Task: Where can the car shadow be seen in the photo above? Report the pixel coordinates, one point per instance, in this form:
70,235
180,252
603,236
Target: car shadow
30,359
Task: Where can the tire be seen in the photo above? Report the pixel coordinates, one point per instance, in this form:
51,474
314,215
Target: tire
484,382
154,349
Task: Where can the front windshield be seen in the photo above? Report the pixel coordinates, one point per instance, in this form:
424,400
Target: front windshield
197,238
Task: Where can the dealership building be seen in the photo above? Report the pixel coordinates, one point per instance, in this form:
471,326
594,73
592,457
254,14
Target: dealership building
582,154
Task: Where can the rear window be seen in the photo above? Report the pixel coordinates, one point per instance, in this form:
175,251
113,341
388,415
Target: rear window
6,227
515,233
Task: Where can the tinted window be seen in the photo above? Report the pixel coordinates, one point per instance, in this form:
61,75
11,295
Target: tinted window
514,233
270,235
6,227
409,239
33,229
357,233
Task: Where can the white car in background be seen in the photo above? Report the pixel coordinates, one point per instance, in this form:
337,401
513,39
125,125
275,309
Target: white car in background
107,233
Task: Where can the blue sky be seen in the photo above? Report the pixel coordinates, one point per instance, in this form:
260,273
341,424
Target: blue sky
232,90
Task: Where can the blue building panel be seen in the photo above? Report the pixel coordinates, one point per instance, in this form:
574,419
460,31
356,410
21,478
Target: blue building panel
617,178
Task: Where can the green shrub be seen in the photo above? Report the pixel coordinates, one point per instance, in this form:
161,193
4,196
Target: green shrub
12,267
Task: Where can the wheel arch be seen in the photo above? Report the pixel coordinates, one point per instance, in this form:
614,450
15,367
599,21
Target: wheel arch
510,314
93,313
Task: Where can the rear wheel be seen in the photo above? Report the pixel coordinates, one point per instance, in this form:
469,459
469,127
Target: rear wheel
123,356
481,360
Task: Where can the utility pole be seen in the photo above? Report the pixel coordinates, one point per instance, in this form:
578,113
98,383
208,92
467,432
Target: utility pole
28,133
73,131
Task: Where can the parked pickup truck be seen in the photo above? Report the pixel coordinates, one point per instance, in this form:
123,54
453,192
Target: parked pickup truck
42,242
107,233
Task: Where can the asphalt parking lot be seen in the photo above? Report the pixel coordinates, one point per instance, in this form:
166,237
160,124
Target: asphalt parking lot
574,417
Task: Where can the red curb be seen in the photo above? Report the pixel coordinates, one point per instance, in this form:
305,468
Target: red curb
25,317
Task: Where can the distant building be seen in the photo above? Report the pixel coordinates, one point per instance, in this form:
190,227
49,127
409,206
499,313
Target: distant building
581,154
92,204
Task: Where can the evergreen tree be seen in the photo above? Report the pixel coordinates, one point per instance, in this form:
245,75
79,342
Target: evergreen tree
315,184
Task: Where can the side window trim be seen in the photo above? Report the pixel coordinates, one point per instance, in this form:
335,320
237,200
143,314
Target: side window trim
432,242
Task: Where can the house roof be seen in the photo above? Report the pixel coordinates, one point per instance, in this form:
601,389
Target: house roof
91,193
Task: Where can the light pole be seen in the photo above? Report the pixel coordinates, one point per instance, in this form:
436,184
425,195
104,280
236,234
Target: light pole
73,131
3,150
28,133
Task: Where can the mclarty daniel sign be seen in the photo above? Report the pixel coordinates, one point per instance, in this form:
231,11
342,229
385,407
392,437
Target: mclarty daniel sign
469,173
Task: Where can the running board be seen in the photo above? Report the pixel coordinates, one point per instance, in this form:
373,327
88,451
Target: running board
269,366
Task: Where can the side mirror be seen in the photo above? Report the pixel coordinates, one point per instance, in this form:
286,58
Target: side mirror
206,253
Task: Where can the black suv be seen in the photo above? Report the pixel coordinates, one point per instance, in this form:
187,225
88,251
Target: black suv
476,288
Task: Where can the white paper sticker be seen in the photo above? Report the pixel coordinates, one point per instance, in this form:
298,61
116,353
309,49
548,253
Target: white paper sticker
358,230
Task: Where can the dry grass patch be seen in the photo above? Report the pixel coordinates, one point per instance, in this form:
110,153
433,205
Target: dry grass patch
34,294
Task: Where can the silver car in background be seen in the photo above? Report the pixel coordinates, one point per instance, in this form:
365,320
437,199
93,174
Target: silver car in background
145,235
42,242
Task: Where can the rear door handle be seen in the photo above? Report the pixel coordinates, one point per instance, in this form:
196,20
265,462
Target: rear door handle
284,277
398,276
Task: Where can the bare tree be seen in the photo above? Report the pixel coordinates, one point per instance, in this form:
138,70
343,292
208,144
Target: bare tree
━━━━━━━━━━━━━━━━━━━━━━━━━━━━━━
**Instructions to follow:** Write out the whole listing above once more, exactly.

**Task response:**
Task: Where can the car shadow be seen in the photo above? Report the pixel coordinates, one point per instance, in this form:
70,235
180,252
603,236
Target: car shadow
30,359
Task: Where can the tire be seen in the photo above? Report the pixel coordinates, one point per instance, in this form:
51,474
314,215
Target: tire
484,382
154,349
Task: Where can the front windshield be seen in the photo above? Report the pixel coordinates, one point per instance, in this form:
424,400
Target: front windshield
197,238
Task: Where can the dealership building be seen in the photo above? Report the pixel coordinates, one point per instance, in this form:
471,326
594,73
592,457
254,14
Target: dealership building
582,154
Task: Where can the rear window be seen in the photo above? Report the pixel coordinates, one point per instance, in this form:
175,251
113,341
388,415
Target: rear window
6,227
515,233
Task: Where can the tinted window be seen in the photo above? Report the pixel coordinates, one point per instance, in this form:
61,75
11,295
Target: tinted window
514,233
270,235
6,227
409,239
33,229
357,233
Task: Where can the white car in background be seen in the photo above? Report the pixel coordinates, one point per instance, in this form:
337,401
513,39
125,125
275,309
Target: white car in background
107,233
Task: Where can the blue sky be seen in the photo above? Report the pixel coordinates, one point per instance, in this form:
260,273
341,424
Target: blue sky
232,90
Task: Where can the blue building panel be seen in the photo above? Report the pixel coordinates, one point per instance, in this form:
574,419
460,31
356,410
21,478
Target: blue building panel
617,178
Task: Where can the green shrub be seen in the photo above? Report the pixel coordinates, one point per instance, in this form:
161,193
4,196
Target: green shrub
12,267
Task: Where can the wheel arch be seen in the photo above? Report the pixel coordinates, one point per instance, in this form:
614,450
15,367
599,21
Target: wheel arch
510,314
93,313
Task: Where can the rear wheel be seen in the photo above? Report the pixel coordinates, one point per instance, in this form:
469,459
469,127
Target: rear wheel
123,356
481,360
Task: Where can the utility pole be seen in the photo above? Report the pixel coordinates, one point per instance, in this form:
578,113
98,383
208,92
467,432
Target: utility pole
28,133
73,131
Task: Where can the parked pickup truck be seen in the photo above? Report the pixel coordinates, one point per instance, in this form:
123,54
453,192
Target: parked pickup truck
42,242
107,233
Task: Where can the asphalt parking lot be seen in the photo above? Report the pixel coordinates, one point per instance, in this form:
166,237
160,124
Target: asphalt parking lot
574,417
Task: Where can the red curb be seen in the photo above? Report the pixel coordinates, one point per instance, in this form:
305,468
Target: red curb
25,317
Task: Where can the distant building be seen in the photo above? Report the pixel coordinates, one point per instance, in this form:
190,227
49,127
409,206
499,313
Target: distant building
581,154
92,204
Task: Where can the evergreen tree be seen in the photo above? Report the pixel coordinates, one point per instance, in this form:
245,75
79,342
Target: evergreen tree
315,184
Task: Where can the side window trim be seen in the photo above? Report the pixel coordinates, one point per instance, in this form:
335,320
237,200
143,314
Target: side window trim
432,242
Task: Where can the house roof be seen in the photo above? Report the pixel coordinates, one point per instance, in this form:
601,389
Target: house roof
91,193
Task: Where can the light pole be seen in the photo above? Report the pixel coordinates, one point per instance, in this form:
436,184
425,195
104,280
236,234
Target: light pole
73,131
3,150
28,133
Task: Where can the mclarty daniel sign be seen in the photo above? Report the pixel coordinates, one point per instance, in this form:
231,11
342,229
385,407
392,437
Target: mclarty daniel sign
469,173
Task: Where can the running board be seen in the photo above? Report the pixel coordinates, one point per instance, in this form:
373,327
88,451
Target: running board
269,366
Task: Where can the side mirror be seen in the photo above? Report the pixel coordinates, one point per instance, in this form:
286,58
Target: side mirror
206,253
Task: Where can the black suv be seen in the photo above? Report the pixel coordinates, one point per instance, in this form:
187,225
88,251
Target: black suv
476,288
Task: Where can the white paper sticker be seen in the photo above? Report the pixel coordinates, one point per instance, in this form:
298,61
116,353
309,49
548,253
Target: white paper sticker
358,230
Task: Where can the dry grass patch be seen in the photo above? Report the pixel coordinates, one point per instance, in this form:
110,153
433,205
Target: dry grass patch
34,294
Task: Where can the silver car in background be seen in the photo above? Report the pixel coordinates, one point per instance, in this form:
365,320
437,199
93,174
Target: silver car in background
145,235
42,242
Task: Where can the rear door handle be seen in the photo above? Report the pixel coordinates, one point per instance, in this form:
196,20
265,462
Target: rear door handle
284,277
398,276
Task: Where can the bare tree be seen in the photo above? Report the pixel coordinates, one point per instance, in this form:
138,70
343,292
208,144
Target: bare tree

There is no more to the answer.